══ THE DATA
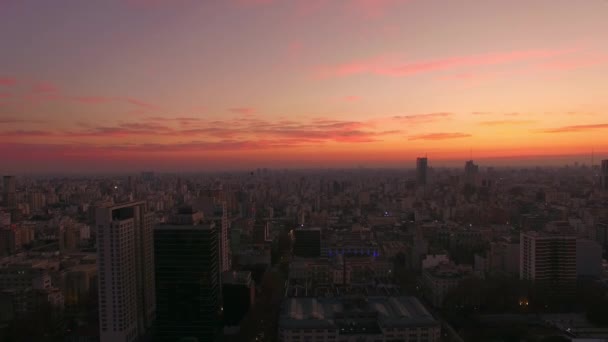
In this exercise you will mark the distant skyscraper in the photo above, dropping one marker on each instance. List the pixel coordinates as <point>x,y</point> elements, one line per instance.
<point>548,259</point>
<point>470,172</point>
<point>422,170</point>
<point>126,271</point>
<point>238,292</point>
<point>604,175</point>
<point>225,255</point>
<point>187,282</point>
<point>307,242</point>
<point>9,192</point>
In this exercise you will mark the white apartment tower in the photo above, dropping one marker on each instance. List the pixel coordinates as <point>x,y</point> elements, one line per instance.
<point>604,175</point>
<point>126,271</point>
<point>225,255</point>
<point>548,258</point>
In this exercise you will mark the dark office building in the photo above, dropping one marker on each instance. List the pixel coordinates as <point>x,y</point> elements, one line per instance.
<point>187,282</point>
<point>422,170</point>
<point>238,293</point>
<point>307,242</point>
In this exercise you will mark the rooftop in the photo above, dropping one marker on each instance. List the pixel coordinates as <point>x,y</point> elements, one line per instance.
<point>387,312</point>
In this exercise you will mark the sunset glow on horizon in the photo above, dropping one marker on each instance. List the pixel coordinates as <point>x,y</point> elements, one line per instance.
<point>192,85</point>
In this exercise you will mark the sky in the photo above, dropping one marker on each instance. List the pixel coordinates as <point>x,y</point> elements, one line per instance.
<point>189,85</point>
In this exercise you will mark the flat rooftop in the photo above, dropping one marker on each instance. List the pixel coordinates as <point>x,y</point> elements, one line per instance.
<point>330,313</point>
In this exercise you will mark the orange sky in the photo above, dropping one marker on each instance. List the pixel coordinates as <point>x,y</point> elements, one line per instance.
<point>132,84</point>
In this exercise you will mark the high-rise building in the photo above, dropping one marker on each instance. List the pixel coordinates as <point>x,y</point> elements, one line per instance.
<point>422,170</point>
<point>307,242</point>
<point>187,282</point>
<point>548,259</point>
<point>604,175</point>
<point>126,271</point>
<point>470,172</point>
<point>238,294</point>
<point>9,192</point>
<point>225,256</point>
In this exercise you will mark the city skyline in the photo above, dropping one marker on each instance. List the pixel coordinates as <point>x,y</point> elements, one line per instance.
════
══ THE DATA
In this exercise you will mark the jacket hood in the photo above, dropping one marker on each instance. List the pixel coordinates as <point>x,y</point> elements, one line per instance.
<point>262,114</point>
════
# DIRECTIVE:
Give the stretch from the line containing "In this exercise you will mark the sunset" through the line containing "<point>330,313</point>" again, with "flat rooftop" swapped for "level roof" and nothing else changed. Return only those lines.

# ANSWER TO THE TASK:
In this exercise you will mark the sunset glow on horizon in the photo above, dropping one marker on each instance. List the pixel coordinates as <point>x,y</point> elements, one line per instance.
<point>192,85</point>
In this exercise you will mark the sky in the photo above, dropping one marker on each instance. List the pixel coordinates as <point>x,y</point> elements, one line per instance.
<point>189,85</point>
In this exercise you will mark the level roof in the photo above, dropping one marker on each instance. List the pixel coordinates as <point>x,y</point> elements, one line per instance.
<point>330,313</point>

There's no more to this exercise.